__Do this__: Turn everything in the listing from the line containing "Where can you find the patio" down through the line containing "point(325, 257)" into a Markdown table with two columns, Row and Listing line, numbering each row and leaving out blank lines. Include no other lines.

__Raw records__:
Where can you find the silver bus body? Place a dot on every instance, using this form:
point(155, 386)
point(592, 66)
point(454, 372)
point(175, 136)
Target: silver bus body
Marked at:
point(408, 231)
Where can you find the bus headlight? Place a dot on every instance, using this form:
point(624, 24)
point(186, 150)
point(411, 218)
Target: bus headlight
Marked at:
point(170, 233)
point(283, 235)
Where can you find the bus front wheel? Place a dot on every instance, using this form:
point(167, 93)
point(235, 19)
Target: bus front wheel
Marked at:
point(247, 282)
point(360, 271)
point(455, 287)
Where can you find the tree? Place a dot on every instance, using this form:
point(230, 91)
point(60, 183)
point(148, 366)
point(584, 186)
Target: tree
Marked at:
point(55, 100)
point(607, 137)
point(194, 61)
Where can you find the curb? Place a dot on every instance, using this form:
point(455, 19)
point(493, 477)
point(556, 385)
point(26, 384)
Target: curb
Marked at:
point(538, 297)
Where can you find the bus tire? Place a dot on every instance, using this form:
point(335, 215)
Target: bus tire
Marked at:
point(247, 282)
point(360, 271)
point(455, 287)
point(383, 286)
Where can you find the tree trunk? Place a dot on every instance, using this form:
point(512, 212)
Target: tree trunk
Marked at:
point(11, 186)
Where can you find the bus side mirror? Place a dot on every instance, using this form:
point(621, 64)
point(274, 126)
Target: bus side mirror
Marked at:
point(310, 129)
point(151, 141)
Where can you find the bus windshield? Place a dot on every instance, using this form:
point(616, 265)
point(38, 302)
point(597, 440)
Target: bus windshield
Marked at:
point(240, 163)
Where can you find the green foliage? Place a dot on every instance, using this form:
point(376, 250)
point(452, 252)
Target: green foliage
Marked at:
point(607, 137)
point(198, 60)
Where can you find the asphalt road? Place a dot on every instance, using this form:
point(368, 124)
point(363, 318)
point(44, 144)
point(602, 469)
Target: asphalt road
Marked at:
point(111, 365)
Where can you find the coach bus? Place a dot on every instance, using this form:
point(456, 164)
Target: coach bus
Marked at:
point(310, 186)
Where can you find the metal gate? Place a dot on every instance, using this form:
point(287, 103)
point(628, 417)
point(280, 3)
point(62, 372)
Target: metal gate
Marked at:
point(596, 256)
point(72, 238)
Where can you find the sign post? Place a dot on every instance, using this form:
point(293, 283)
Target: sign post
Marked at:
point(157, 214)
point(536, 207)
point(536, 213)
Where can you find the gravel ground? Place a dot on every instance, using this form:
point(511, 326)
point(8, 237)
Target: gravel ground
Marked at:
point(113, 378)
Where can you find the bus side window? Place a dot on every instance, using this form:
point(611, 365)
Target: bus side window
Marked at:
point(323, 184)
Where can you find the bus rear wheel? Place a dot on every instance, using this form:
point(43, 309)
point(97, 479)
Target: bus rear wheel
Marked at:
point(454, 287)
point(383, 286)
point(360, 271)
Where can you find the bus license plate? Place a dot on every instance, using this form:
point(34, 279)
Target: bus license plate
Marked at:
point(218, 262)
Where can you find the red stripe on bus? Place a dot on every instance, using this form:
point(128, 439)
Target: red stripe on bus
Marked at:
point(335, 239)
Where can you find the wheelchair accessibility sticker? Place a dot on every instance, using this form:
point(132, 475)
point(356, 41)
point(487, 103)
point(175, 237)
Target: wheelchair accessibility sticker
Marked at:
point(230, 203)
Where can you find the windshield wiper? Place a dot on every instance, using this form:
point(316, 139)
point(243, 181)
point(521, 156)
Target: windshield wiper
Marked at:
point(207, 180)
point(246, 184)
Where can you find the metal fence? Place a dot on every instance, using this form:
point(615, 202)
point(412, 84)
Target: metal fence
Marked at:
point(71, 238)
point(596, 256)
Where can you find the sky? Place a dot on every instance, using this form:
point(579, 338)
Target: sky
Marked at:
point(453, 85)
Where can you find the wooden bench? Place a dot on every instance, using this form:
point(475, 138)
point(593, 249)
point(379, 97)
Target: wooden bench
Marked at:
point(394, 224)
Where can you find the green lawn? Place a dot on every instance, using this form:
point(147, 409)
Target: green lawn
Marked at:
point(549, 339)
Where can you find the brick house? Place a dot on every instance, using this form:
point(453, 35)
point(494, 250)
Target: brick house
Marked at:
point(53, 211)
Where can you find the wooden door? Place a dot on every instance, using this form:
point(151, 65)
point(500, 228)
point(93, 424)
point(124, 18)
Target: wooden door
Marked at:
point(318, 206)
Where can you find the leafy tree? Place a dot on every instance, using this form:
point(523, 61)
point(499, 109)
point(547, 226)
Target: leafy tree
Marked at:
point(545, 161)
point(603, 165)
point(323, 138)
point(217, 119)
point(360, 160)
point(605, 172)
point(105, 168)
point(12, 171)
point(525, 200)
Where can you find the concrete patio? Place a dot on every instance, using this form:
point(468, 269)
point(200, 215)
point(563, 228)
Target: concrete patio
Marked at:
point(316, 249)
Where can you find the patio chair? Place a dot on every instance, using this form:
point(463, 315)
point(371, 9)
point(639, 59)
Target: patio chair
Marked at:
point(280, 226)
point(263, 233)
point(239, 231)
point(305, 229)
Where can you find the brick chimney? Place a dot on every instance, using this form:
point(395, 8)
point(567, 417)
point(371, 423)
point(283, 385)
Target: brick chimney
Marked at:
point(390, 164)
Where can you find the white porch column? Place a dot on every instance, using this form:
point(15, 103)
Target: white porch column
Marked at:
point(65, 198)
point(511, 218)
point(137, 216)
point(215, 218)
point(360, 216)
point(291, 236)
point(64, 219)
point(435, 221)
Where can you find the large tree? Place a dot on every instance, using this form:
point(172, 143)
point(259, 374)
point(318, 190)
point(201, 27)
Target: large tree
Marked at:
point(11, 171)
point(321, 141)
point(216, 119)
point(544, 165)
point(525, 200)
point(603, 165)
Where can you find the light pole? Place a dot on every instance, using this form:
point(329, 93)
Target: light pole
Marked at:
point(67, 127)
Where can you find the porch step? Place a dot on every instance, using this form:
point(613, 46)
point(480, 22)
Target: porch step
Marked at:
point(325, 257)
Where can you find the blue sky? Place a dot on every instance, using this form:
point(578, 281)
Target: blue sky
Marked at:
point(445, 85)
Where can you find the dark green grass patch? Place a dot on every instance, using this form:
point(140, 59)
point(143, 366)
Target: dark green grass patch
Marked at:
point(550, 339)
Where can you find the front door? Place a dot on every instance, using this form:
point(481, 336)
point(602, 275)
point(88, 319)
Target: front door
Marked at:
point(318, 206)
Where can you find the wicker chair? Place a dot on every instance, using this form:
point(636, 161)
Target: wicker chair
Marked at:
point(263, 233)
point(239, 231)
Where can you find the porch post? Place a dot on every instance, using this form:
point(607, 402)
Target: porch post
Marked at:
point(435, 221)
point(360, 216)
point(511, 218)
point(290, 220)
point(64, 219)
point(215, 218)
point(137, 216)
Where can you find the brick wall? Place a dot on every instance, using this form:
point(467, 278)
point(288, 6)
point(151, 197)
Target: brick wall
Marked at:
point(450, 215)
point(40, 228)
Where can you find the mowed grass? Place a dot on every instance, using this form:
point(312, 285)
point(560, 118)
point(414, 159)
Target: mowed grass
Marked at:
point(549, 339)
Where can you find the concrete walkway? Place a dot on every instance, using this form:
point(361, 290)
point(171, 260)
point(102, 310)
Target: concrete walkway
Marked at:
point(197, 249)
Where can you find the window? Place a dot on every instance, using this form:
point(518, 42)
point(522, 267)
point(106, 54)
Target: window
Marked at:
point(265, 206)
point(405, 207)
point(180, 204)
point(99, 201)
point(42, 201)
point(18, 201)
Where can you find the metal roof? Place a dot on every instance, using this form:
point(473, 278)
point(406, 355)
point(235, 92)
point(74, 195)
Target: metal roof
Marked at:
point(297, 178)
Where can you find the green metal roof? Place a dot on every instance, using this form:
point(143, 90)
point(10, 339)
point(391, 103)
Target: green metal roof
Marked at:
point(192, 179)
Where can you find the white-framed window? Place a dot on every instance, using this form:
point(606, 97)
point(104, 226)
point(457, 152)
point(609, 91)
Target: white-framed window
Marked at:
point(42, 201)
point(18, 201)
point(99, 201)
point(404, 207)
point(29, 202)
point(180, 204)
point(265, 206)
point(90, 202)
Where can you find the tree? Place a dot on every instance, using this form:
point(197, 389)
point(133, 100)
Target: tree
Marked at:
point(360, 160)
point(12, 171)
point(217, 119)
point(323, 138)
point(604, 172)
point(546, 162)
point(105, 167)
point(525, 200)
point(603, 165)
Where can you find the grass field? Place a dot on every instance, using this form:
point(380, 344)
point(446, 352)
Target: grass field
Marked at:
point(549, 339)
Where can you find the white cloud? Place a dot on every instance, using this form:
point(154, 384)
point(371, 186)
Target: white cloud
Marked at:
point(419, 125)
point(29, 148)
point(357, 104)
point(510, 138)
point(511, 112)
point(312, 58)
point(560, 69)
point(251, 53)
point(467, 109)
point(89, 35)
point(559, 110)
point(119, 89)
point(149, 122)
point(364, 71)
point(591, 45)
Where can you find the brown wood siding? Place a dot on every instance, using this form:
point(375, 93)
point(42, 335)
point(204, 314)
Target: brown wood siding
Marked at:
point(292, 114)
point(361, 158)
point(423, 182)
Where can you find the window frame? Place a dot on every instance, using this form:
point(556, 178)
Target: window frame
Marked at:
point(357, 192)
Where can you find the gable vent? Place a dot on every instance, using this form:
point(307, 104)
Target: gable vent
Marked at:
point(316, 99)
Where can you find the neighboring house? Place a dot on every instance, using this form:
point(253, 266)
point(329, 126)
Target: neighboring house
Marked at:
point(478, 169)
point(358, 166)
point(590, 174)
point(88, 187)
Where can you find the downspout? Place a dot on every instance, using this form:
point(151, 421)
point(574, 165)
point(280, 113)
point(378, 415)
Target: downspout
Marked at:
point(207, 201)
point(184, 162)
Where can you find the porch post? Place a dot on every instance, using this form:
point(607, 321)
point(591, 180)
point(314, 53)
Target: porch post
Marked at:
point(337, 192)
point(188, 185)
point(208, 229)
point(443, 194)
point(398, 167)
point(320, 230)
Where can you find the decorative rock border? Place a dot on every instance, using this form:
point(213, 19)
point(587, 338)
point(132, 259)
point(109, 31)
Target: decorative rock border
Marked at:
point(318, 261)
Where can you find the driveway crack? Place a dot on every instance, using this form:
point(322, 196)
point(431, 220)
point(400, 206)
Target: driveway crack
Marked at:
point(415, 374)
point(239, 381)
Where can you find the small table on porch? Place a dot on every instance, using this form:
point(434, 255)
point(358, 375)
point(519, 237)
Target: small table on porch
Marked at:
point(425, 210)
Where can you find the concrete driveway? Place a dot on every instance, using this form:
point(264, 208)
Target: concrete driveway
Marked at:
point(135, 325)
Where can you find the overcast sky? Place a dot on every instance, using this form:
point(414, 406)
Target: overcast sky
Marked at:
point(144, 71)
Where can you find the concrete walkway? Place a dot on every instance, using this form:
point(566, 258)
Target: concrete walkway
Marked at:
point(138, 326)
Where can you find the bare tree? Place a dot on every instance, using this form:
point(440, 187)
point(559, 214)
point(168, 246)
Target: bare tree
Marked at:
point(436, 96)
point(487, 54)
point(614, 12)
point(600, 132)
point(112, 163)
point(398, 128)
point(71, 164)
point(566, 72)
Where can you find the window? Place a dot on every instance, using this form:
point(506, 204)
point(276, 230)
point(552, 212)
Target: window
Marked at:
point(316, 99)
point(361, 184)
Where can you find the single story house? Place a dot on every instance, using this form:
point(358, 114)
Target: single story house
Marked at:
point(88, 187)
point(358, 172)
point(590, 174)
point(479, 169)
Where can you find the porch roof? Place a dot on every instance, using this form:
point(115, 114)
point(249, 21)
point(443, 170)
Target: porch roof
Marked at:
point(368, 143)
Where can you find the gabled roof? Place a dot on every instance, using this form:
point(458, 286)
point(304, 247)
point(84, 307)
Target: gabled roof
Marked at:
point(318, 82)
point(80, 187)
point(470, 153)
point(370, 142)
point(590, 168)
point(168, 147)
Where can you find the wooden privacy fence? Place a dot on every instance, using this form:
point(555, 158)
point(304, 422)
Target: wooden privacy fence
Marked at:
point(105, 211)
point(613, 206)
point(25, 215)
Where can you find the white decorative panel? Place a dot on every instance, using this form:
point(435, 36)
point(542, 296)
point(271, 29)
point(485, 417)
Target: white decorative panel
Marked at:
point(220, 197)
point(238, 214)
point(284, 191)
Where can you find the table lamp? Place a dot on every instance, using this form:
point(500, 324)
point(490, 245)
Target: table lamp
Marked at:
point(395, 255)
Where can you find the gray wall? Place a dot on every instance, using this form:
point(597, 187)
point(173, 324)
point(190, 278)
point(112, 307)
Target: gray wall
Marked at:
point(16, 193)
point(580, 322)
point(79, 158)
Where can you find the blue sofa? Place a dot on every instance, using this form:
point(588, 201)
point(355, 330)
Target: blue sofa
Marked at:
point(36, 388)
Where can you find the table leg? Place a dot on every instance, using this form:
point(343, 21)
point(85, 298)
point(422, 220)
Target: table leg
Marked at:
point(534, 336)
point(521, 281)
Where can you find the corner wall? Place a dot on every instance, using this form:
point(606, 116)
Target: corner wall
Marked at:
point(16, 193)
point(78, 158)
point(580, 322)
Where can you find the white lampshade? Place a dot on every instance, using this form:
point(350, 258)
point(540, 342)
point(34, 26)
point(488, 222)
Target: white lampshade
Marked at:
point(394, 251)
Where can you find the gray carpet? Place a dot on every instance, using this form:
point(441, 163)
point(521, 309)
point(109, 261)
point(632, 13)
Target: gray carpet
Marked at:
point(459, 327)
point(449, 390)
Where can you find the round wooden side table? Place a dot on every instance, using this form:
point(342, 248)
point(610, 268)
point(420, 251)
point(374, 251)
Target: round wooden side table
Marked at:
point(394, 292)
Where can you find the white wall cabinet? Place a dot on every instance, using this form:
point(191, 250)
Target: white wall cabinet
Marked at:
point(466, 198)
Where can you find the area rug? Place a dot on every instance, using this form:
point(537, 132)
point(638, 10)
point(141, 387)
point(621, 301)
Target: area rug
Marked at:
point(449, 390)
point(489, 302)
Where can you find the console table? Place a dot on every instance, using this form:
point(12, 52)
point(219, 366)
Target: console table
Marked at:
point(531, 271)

__Answer in full__:
| Row | Listing line |
|---|---|
| 1 | Where can you find the patio chair? Place a dot on every instance, using this form: |
| 2 | point(463, 315) |
| 3 | point(371, 9) |
| 4 | point(639, 59) |
| 5 | Target: patio chair |
| 6 | Marked at: |
| 7 | point(280, 226) |
| 8 | point(263, 233) |
| 9 | point(239, 231) |
| 10 | point(305, 229) |
| 11 | Where can you find the brick chimney? Place a dot on every instance, using this form: |
| 12 | point(395, 8) |
| 13 | point(567, 417) |
| 14 | point(371, 423) |
| 15 | point(283, 385) |
| 16 | Target: brick chimney |
| 17 | Marked at: |
| 18 | point(390, 164) |
| 19 | Where can you find the white porch column? Place a dot on every instance, using this form: |
| 20 | point(15, 103) |
| 21 | Target: white porch column |
| 22 | Marked at: |
| 23 | point(65, 198) |
| 24 | point(511, 218) |
| 25 | point(137, 216) |
| 26 | point(215, 218) |
| 27 | point(360, 216) |
| 28 | point(291, 236) |
| 29 | point(64, 219) |
| 30 | point(435, 221) |
| 31 | Where can you find the large tree? Place a dot on every instance, using this form: |
| 32 | point(172, 143) |
| 33 | point(259, 374) |
| 34 | point(318, 190) |
| 35 | point(201, 27) |
| 36 | Target: large tree |
| 37 | Marked at: |
| 38 | point(11, 171) |
| 39 | point(321, 141) |
| 40 | point(216, 119) |
| 41 | point(544, 165) |
| 42 | point(525, 200) |
| 43 | point(603, 165) |
| 44 | Where can you find the light pole? Place a dot on every instance, using this form: |
| 45 | point(329, 93) |
| 46 | Target: light pole |
| 47 | Marked at: |
| 48 | point(67, 127) |
| 49 | Where can you find the porch step? Place a dot on every instance, using this form: |
| 50 | point(613, 46) |
| 51 | point(480, 22) |
| 52 | Target: porch step |
| 53 | Marked at: |
| 54 | point(325, 257) |